§ EXTRACTED TEXT:
□ □ □ □

By: Bryan Watts
7/7/2022
It is impossible to think about osprey in the upper Chesapeake Bay, particularly around the area of the Choptank River and Eastern Bay, without also thinking about Jan Reese. Jan’s work with osprey on the waters around Tilghman Island was important to our understanding of the population in the upper Bay but the work transcended the Bay and informed a community of osprey scientists around the world during the critical height of the DDT era. Although I had read Jan’s journal articles years ago, we had never had the opportunity to meet. On a late November day, Barbara Slatcher and I drove up to Tilghman to meet up with Jan.
Tilghman Island has a long history of European settlement dating back to 1656. Originally named Great Choptank Island and Fosters Island (for its first owner) and Ward’s Island, the name was changed to Tilghman in the mid 1700s when it was purchased by the family that would own it for more than 100 years. In the early years after settlement, the island was farmed producing grains, vegetables, cattle, pigs and timber. In the mid-1800s, the island changed dramatically as the family began to sell off lots to oystermen wanting to live closer to oyster grounds. In short order the island became a center for commerce focused on seafood. During its heyday, the Tilghman Packing Company employed 700 workers and shipped seafood around the country and beyond. As the seafood industry waned and the great fleet of skipjacks and bugeyes drifted away, the island would change again and become a residential community and destination for tourists wanting to experience times past. But the same characteristics that made the island ideal for watermen (an island with a long shoreline and shallow water) made it ideal for the study of osprey.
We met in the front room of a house situated near Knapps Narrows that at the time housed a nonprofit environmental group. When I asked Jan if he was raised on Tilghman he said, “I was born in that room right there and lived in this house for 46 years… so I am home.” His family owned quite a bit of property around the narrows, selling off much of it in the early 1960s, but this property had remained in the family until only a couple of years before. It was here in this place that he would begin his osprey monitoring project in the spring of 1960.

□ □ □ □

§ EXERCISE INSTRUCTIONS:
1. According to the osprey article, how many workers did the Tilghman Packing Company employ during its heyday?
2. Please retype the osprey article starting at "We met in the" and ending at "spring of 1960.".
The listing is separate material and has no connection to the osprey article.

§ DATA BLOCK:
□ □ □ □

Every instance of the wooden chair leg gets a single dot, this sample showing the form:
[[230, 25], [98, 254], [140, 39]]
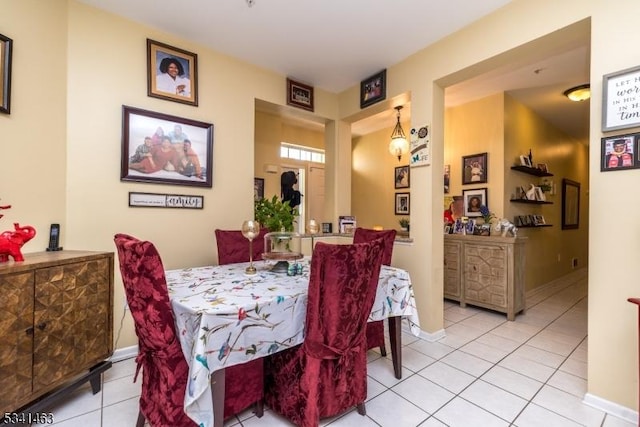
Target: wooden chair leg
[[140, 422]]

□ □ □ □

§ RESULTS BY TASK:
1. 700 workers.

2.
We met in the front room of a house situated near Knapps Narrows that at the time housed a nonprofit environmental group. When I asked Jan if he was raised on Tilghman he said, “I was born in that room right there and lived in this house for 46 years… so I am home.” His family owned quite a bit of property around the narrows, selling off much of it in the early 1960s, but this property had remained in the family until only a couple of years before. It was here in this place that he would begin his osprey monitoring project in the spring of 1960.